* Begin Document *

# Rhode Island (RI) subs post here!!



## beatle78 (Nov 23, 2008)

I didn't see any thread for RI'ers.

So I figured I would start one......


----------



## Snowjam (Jan 1, 2009)

Wow. I know we aren't a large state, but I figured that there were more out there than this! Oh well. Gettin the plow next week. Taking WAY too long.


----------



## beatle78 (Nov 23, 2008)

hey Snowjam,

I was thinking the same thing, hahaha.

What did you get for a plow?


----------



## Snowjam (Jan 1, 2009)

Picked up a Snow Dogg Md75. They are installing it Monday. Hopefully I can get a picture up after it is done. Now, like everyone here, I need snow now! payup Where are you working out of?


----------



## beatle78 (Nov 23, 2008)

I do this part time. I have a few driveways in Smithfield.


----------



## erty67 (Jan 3, 2009)

just got my plow up and running, no accounts yet. Just trying to get snow to fall at the moment


----------



## Snowjam (Jan 1, 2009)

Give it a few hours.  Unfortunately for me, I have two more days to wait. :angry: Every time it snows I joke to my girlfriend, more "lost revenue"!


----------



## Acmemechanic (Aug 27, 2005)

We Have A Fleet Of 8 Trucks at Our Garage In East Providence.They were All On Boston Last Year and My Friend Had A Falling Out With Boston DPW. We Got Work For About Half Of Them ,The rest Sit Idle I Also Offer To Open The Garage 24 Hours During Storms For Emergency Repairs.Warren Ave Service Center 1 Waterman Ave East Providence RI 02914.My Cell Is 401-309-1074 Kurt


----------



## Snowjam (Jan 1, 2009)

I got my plow hooked up yesterday! Snow Dogg MD 75. Nice plow so far. I never even got to spend any time admiring it before I had to use it. But it is official. So I'm available...


----------



## erty67 (Jan 3, 2009)

Snowjam;723743 said:


> I got my plow hooked up yesterday! Snow Dogg MD 75. Nice plow so far. I never even got to spend any time admiring it before I had to use it. But it is official. So I'm available...


congrats! ...


----------



## beatle78 (Nov 23, 2008)

Snowjam;723743 said:


> I got my plow hooked up yesterday! Snow Dogg MD 75. Nice plow so far. I never even got to spend any time admiring it before I had to use it. But it is official. So I'm available...


nice, is that the one with down pressure?


----------



## Snowjam (Jan 1, 2009)

No down pressure. But stainless steel, so no paint or rust issues. Of course, now that I have it, no snow fore-casted for the next week. But, since I am going on vacation(booked before plow bought), I guess no snow this weekend isn't that bad. Just need it for Tuesday.


----------



## beatle78 (Nov 23, 2008)

stainless... nice!!!


----------

* End Document *

What to do.
a) According to the forum thread, in which town does beatle78 have a few driveways?
b) Revise the forum thread between "I didn't see" and "WAY too long.", inclusive, replacing "plow" with "truck".

* Begin Entries provided *

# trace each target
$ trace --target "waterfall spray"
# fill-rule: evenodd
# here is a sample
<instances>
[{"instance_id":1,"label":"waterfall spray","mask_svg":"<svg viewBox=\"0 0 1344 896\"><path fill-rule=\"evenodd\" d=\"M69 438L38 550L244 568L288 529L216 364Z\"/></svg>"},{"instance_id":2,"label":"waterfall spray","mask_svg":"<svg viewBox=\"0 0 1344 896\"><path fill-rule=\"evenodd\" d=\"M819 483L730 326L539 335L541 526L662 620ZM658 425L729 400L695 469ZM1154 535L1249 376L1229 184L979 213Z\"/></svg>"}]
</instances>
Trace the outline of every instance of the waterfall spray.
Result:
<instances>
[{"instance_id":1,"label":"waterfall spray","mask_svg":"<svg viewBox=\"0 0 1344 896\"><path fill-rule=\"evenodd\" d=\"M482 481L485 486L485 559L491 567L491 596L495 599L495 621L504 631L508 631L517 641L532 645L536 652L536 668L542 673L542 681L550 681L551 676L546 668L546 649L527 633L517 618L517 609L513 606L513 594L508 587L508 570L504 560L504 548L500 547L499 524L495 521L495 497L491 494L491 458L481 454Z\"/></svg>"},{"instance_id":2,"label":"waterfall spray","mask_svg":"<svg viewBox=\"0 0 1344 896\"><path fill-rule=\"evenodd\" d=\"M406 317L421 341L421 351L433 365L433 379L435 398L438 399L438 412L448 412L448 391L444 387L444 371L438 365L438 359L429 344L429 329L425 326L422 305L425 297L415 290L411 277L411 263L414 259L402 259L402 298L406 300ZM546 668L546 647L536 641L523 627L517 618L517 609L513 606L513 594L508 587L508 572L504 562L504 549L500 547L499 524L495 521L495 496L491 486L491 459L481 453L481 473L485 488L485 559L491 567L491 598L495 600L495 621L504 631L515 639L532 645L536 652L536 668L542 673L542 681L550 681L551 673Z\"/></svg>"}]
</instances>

* End Entries provided *

Task answers.
a) Smithfield

b)
I didn't see any thread for RI'ers.

So I figured I would start one......


----------



## Snowjam (Jan 1, 2009)

Wow. I know we aren't a large state, but I figured that there were more out there than this! Oh well. Gettin the truck next week. Taking WAY too long.